[Begin Dataset extract]
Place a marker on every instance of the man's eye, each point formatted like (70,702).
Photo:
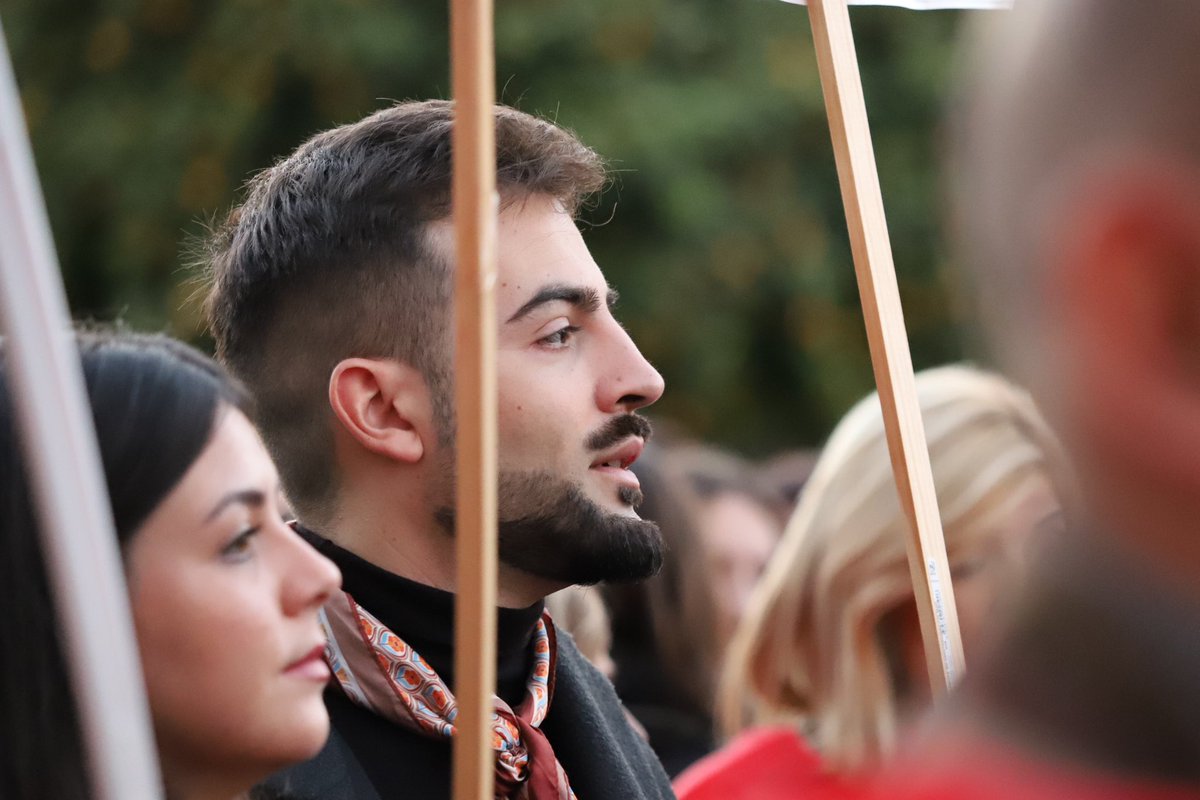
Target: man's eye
(240,546)
(559,337)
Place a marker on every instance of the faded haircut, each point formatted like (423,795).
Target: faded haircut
(329,258)
(1059,86)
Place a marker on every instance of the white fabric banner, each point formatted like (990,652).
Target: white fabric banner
(925,5)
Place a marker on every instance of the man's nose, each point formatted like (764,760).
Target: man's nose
(631,382)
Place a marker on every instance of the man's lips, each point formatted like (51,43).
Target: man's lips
(617,461)
(310,666)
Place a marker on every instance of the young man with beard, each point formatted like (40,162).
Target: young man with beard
(1080,190)
(331,299)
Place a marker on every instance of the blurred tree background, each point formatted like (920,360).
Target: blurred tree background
(723,229)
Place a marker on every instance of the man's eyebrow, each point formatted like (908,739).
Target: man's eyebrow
(252,498)
(583,298)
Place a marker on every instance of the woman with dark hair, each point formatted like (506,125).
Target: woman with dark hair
(225,595)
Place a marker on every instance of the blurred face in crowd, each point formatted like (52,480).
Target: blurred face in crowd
(569,382)
(225,602)
(739,535)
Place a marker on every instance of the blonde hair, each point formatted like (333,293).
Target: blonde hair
(811,650)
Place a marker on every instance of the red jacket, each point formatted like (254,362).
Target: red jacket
(763,764)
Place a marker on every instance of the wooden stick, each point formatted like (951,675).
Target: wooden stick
(66,477)
(474,215)
(888,341)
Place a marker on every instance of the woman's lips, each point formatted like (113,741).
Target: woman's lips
(311,666)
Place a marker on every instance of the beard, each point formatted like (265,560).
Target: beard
(551,529)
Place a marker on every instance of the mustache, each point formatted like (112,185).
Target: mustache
(619,428)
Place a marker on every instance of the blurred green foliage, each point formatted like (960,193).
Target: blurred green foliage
(724,228)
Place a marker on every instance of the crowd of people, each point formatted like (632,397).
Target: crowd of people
(755,631)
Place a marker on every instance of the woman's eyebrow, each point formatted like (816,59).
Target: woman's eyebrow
(253,498)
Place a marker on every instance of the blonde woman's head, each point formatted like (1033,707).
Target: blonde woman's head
(831,642)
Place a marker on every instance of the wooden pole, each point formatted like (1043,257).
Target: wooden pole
(66,479)
(474,215)
(888,341)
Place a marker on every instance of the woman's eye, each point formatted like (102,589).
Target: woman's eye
(240,546)
(561,337)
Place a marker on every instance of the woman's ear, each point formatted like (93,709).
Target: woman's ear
(384,405)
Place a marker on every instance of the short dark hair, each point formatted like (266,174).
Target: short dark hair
(327,258)
(155,403)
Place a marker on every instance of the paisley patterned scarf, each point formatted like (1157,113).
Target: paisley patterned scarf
(379,672)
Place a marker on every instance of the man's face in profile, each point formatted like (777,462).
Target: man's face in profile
(569,380)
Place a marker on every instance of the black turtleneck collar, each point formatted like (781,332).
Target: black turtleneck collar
(424,618)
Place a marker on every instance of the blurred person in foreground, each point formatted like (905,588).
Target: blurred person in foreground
(670,632)
(225,596)
(828,667)
(1080,205)
(333,300)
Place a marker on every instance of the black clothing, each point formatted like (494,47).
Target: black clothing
(370,758)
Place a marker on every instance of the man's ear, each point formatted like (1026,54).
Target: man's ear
(1125,293)
(384,405)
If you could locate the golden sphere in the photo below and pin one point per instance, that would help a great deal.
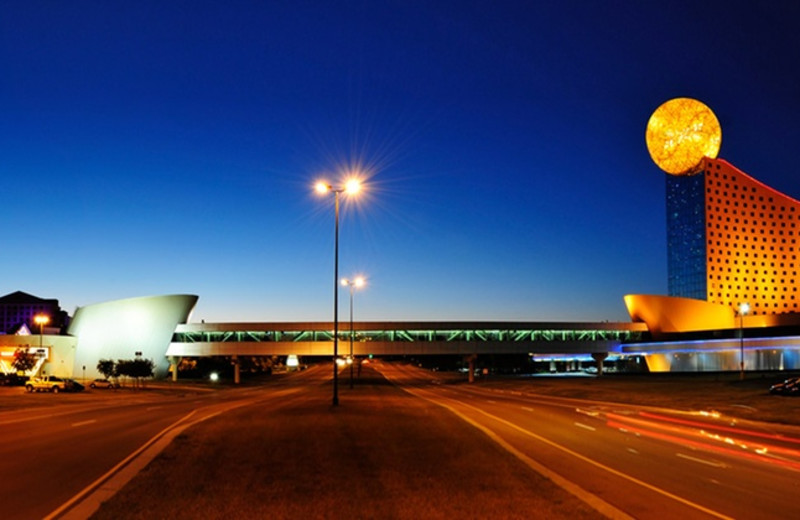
(680, 133)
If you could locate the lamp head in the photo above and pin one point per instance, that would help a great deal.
(352, 186)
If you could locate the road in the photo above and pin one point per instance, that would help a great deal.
(51, 453)
(630, 460)
(625, 461)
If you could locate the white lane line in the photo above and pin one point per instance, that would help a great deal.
(586, 427)
(84, 423)
(701, 461)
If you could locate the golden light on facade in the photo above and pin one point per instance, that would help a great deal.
(680, 133)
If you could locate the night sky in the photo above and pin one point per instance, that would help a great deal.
(158, 147)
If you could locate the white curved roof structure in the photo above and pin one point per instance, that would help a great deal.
(121, 328)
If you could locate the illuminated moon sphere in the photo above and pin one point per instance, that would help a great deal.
(680, 133)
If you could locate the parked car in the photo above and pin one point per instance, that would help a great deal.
(103, 383)
(12, 380)
(70, 385)
(789, 387)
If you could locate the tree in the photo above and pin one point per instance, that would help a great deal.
(137, 369)
(107, 367)
(23, 360)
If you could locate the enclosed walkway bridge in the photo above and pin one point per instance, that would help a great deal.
(402, 338)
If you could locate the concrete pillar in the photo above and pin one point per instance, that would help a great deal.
(599, 357)
(472, 360)
(175, 361)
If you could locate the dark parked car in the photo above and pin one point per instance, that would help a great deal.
(789, 387)
(103, 383)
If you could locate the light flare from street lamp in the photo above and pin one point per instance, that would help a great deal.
(358, 281)
(352, 186)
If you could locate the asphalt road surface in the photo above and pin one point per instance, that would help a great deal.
(644, 463)
(626, 461)
(52, 453)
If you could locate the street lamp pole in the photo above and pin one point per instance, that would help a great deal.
(743, 309)
(41, 320)
(351, 186)
(356, 282)
(336, 303)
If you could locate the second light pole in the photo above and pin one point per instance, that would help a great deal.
(353, 284)
(350, 187)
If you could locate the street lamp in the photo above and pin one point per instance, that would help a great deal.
(353, 284)
(744, 308)
(351, 187)
(41, 320)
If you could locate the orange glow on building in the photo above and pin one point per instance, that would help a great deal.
(751, 242)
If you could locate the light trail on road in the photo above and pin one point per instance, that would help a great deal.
(649, 464)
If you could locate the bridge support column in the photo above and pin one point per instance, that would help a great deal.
(471, 359)
(175, 361)
(599, 357)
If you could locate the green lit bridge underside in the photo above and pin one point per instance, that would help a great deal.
(396, 338)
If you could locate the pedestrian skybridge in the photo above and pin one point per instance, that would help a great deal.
(401, 338)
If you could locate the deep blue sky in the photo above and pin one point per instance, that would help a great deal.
(152, 147)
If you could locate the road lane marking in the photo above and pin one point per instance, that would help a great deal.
(84, 423)
(702, 461)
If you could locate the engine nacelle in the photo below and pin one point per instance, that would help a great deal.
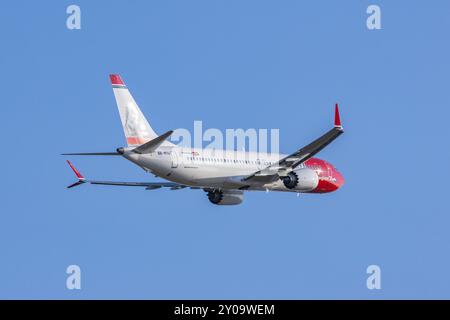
(227, 197)
(302, 180)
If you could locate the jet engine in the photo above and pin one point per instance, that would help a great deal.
(303, 179)
(225, 197)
[End Dataset extract]
→ Task: Return every line of the records exactly as given, pictures excluded.

→ Expected output:
Place a marker on every instance of the man's eye, each point formatted like (70,702).
Photo:
Target: man's eye
(240,546)
(559,337)
Place a marker on every instance of the faded haircut, each point formatted like (423,795).
Target: faded haircut
(329,258)
(1059,86)
Place a marker on every instance of the white fabric banner, each point formatted like (990,652).
Target: white fabric banner
(925,5)
Place a marker on every instance of the man's nose, each point formatted like (764,760).
Target: man's nose
(631,382)
Place a marker on every instance of the man's lips, each point formatted like (51,43).
Target: man's lips
(617,461)
(310,666)
Place a marker on every instance of the young man with beard, each point formatted like (40,162).
Target: young man with beard
(1080,190)
(331,299)
Place a marker on every instance of the blurred tree background, each point formatted like (920,360).
Target: blurred tree background
(723,229)
Place a marker on every instance of the man's eyebrow, each point formatted like (908,739).
Target: man's eyebrow
(252,498)
(583,298)
Place a marker on every instance of the woman with dark hair, each point formatted like (506,125).
Target: woman with dark hair
(225,595)
Place a marker on every instance of the blurred face in crowd, each point formatted like (52,480).
Target: blurred face in crowd
(569,382)
(225,602)
(739,535)
Place a marker on every instance of the blonde hair, each point formatted like (333,293).
Target: blonde hair
(811,650)
Place a marker on every instance of the red jacket, each point formatted like (254,362).
Target: red jacket
(763,764)
Place a marker on every instance of the wooden stick, each point formatted like (951,675).
Target: wooden stick
(66,477)
(474,215)
(888,341)
Place a marker on every instance of the woman's lips, each point formatted like (113,741).
Target: woman's lips
(311,666)
Place a marker on every instance of the beard, each point formatted like (265,560).
Target: beard
(551,529)
Place a marker on every instance of the mustache, each point formatted like (112,185).
Target: mustache
(619,428)
Place a marker on every instance of the blurred green foliage, each point formatted like (960,193).
Target: blurred green foliage
(724,228)
Place a marker on every instance of the crowd of people, each point formatted like (632,397).
Target: crowd of people
(755,631)
Place a marker on every instance of the woman's eyebrow, each point formatted like (816,59).
Target: woman's eyebrow
(253,498)
Place a marker on every instance of the blonde woman's head, each point formatted like (1033,707).
Target: blonde woman's head
(831,642)
Place a marker on every instance of the wooden pole, each point formatted like (1043,257).
Target: wooden pole
(66,479)
(474,215)
(888,341)
Place a marker on every instance of the woman's eye, each point formatted like (102,589).
Target: woman's eye
(240,546)
(561,337)
Place a marker on every instance of the woman's ear, each point formatted like (93,709).
Target: woman's ear
(384,405)
Place a marker on every instance of the short dark hair, each point formatted like (266,174).
Target: short dark hair
(327,258)
(155,403)
Place a marker on every instance of the paisley patterned scarf, each point formatted like (1157,113).
Target: paisley patterned scarf
(379,672)
Place a marker on every instance of the man's face in profile, each point formatted like (777,462).
Target: man's face in profile
(569,380)
Place a marker on every instance of the black turtleneck collar, each point formatted like (781,332).
Target: black turtleneck collar
(424,618)
Place a marker on every instance of the blurred person in foreground, each point formatted like (905,588).
Target: blurred person in foreground
(670,632)
(225,596)
(828,667)
(1080,205)
(333,300)
Place a marker on every instance of the black clothing, each point formatted like (494,47).
Target: black clothing
(370,758)
Place a marker on every instance of the man's ear, each point formatted like (1026,54).
Target: man's ear
(1125,293)
(384,405)
If you could locate the golden sphere in the photo below and pin one point per instance, that would help a great deal.
(680, 133)
If you could locate the lamp head in the photo above and pin one point per instance, that would help a great deal.
(352, 186)
If you could locate the road in the photo above and pin one point per instance, that would help a great deal.
(51, 453)
(630, 460)
(625, 461)
If you could locate the white lane line in the photo above and pin one point per instance, that would help a great deal.
(586, 427)
(84, 423)
(701, 461)
If you could locate the golden light on facade in the photo above and pin one point per instance, that would help a great deal.
(680, 133)
If you could locate the night sky in the photo above and pin one point per instance, that would help a great deal.
(158, 147)
If you could locate the white curved roof structure in the photo above and pin one point per instance, that would help a great deal.
(121, 328)
If you could locate the illuminated moon sphere in the photo above and pin one point per instance, that would help a great deal.
(680, 133)
If you could locate the parked car in the photo above and pin one point per instance, that would help a great deal.
(103, 383)
(12, 380)
(70, 385)
(789, 387)
If you could locate the tree in the photo above and pin one point per instance, that would help a great deal.
(137, 369)
(107, 367)
(23, 360)
If you could locate the enclosed walkway bridge in the photo above and pin one point per instance, that would help a great deal.
(402, 338)
If you could locate the concrete pillar in the photo above and pin one point per instance, that would help a great deal.
(599, 357)
(472, 360)
(175, 361)
If you could locate the dark parked car in the photo above and pin one point per instance, that would help a great deal.
(789, 387)
(103, 383)
If you could locate the light flare from street lamp in the photo above and pin one point per instance, that would help a great deal.
(358, 281)
(352, 186)
If you could locate the asphalt road surface in the photo above and pin one point per instance, that would help a great deal.
(644, 463)
(626, 461)
(52, 453)
If you could locate the street lamp pole in the photo above and pin one point per instance, that would help a great deal.
(743, 309)
(41, 320)
(351, 186)
(356, 282)
(336, 303)
If you could locate the second light pole in the photo above and pin one point per instance, that would help a great deal.
(353, 284)
(350, 187)
If you could locate the street lamp in the photo above and pin one point per instance, that would help a great deal.
(353, 284)
(744, 308)
(351, 187)
(41, 320)
If you could locate the orange glow on building in the photo above and pin one point per instance, that would help a great deal.
(751, 242)
If you could locate the light trail on road in the photo above and pin one point per instance, that would help a great deal.
(649, 464)
If you could locate the bridge support column in the photo above and pin one point per instance, that would help a great deal.
(471, 359)
(175, 361)
(599, 357)
If you could locate the green lit bridge underside in the photo above and pin one point per instance, that would help a great deal.
(396, 338)
If you could locate the pedestrian skybridge in the photo above and pin one point per instance, that would help a great deal.
(401, 338)
If you could locate the deep blue sky in the photo above and pin one point per instance, that would help a great deal.
(152, 147)
If you could locate the road lane marking in the photo above and pin one point per instance, that would help a great deal.
(84, 423)
(702, 461)
If you could locate the engine nacelle in the photo below and pin one point per instance, that would help a great deal.
(227, 197)
(302, 180)
If you could locate the jet engine in the photo above and pin one point per instance, that would help a great deal.
(303, 179)
(225, 197)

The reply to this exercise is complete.